There’s a lot of hype surrounding the ketogenic diet lately, and people have been using it for everything from weight loss to diabetes. Here’s the low down on this popular diet.
What exactly is a “keto” diet?
A true ketogenic diet is one that is very high in fat, low in protein, and very low in carbohydrates. It is typically comprised of about 80% fat, 15% protein and 5% carbohydrate. Ketogenic diets typically restrict carbs to less than 50 grams of carbohydrate per day, although the exact amount of carb restriction needed to enter ketosis varies depending on the person. Most people will see results with carb restriction in the 20-50 gram range.
The nuts and bolts:
Due to its high fat content, a ketogenic diet basically mimics “starvation” mode in the body since it cuts off our preferred energy supply from carbs and forces the body to tap into its fat stores and burn fat for energy, rather than stored carbohydrate found in our muscles, liver, and other organs. Glucose, or sugar, from carbohydrates is the body’s preferred energy source, and it will do anything it can to turn the nutrients we eat into sugar if stores are low. Even protein foods get turned into glucose if the body needs it. The glucose that we don’t either burn off or utilize for metabolic functions in our liver, brain, muscles, and other vital organs gets turned to fat. When the body does not get enough glucose, either from periods of starvation, or in this case, a carb-restricted ketogenic diet, it is forced to tap into its fat stores for energy and start burning ketone bodies.

→ QUESTIONS TO ANSWER
1. What percentages does the keto text give for a typical ketogenic diet, and what does each one apply to?
2. Write out the keto text word for word, everything from "There’s a lot" down to "20-50 gram range.".

→ EXCERPTED RECORDS
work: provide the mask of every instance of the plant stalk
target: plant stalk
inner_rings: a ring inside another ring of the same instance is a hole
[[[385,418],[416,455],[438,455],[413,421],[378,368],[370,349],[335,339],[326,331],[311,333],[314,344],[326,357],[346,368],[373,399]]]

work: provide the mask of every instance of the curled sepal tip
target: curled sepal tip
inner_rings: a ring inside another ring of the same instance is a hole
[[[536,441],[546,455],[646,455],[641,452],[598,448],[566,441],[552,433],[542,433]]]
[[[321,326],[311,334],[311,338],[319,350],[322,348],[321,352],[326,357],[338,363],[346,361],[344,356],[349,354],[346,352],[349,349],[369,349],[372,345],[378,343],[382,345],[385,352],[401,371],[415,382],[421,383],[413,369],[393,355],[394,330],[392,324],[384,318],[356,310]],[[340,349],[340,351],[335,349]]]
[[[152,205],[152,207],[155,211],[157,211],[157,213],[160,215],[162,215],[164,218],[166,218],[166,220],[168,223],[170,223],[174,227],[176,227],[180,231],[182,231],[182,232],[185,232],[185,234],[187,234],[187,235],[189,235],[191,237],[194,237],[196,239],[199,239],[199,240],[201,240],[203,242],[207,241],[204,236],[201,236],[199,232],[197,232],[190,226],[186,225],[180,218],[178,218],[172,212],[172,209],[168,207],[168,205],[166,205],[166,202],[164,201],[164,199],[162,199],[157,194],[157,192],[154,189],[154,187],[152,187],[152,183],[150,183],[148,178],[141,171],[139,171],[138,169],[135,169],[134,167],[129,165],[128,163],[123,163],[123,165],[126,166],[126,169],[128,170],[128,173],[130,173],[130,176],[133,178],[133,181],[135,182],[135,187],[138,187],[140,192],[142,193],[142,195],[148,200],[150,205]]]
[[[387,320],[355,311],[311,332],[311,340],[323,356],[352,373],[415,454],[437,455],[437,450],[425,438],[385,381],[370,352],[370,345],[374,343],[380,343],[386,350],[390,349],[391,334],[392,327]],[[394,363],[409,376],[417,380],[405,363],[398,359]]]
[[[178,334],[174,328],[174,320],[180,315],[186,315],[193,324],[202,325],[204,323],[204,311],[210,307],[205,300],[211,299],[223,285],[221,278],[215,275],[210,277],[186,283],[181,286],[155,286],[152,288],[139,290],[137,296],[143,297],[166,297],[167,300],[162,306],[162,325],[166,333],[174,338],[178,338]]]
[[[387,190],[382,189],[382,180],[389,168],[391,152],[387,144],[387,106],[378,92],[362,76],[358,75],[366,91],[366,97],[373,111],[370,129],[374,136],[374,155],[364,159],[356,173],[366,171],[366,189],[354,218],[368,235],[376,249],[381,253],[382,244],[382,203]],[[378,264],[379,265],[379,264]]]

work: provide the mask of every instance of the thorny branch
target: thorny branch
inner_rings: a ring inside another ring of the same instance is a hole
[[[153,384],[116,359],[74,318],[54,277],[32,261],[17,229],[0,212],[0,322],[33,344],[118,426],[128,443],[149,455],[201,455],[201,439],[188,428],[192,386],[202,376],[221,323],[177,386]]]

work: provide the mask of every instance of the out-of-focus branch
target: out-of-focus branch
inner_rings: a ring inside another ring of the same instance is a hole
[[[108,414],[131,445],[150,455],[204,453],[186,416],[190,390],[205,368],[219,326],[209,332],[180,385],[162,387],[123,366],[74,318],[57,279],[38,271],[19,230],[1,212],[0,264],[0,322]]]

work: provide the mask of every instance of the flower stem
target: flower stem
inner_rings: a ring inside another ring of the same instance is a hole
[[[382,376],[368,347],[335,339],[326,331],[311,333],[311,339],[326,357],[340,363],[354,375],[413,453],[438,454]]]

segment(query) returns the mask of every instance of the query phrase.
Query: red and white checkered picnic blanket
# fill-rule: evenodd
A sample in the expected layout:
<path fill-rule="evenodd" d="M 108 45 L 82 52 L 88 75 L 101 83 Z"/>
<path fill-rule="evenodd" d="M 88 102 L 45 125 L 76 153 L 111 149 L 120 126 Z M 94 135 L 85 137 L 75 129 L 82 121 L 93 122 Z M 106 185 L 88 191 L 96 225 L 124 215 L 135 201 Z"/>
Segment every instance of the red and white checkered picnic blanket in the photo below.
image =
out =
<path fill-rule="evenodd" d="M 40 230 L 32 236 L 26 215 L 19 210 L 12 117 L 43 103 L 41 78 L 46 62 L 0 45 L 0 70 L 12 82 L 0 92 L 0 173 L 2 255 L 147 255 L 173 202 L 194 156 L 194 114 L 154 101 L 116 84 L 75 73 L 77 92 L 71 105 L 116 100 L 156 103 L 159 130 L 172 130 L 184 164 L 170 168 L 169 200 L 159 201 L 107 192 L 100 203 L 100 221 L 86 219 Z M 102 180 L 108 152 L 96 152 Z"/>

→ RESULTS OF THE EXERCISE
1.
- 80% fat
- 15% protein
- 5% carbohydrate

2.
There’s a lot of hype surrounding the ketogenic diet lately, and people have been using it for everything from weight loss to diabetes. Here’s the low down on this popular diet.
What exactly is a “keto” diet?
A true ketogenic diet is one that is very high in fat, low in protein, and very low in carbohydrates. It is typically comprised of about 80% fat, 15% protein and 5% carbohydrate. Ketogenic diets typically restrict carbs to less than 50 grams of carbohydrate per day, although the exact amount of carb restriction needed to enter ketosis varies depending on the person. Most people will see results with carb restriction in the 20-50 gram range.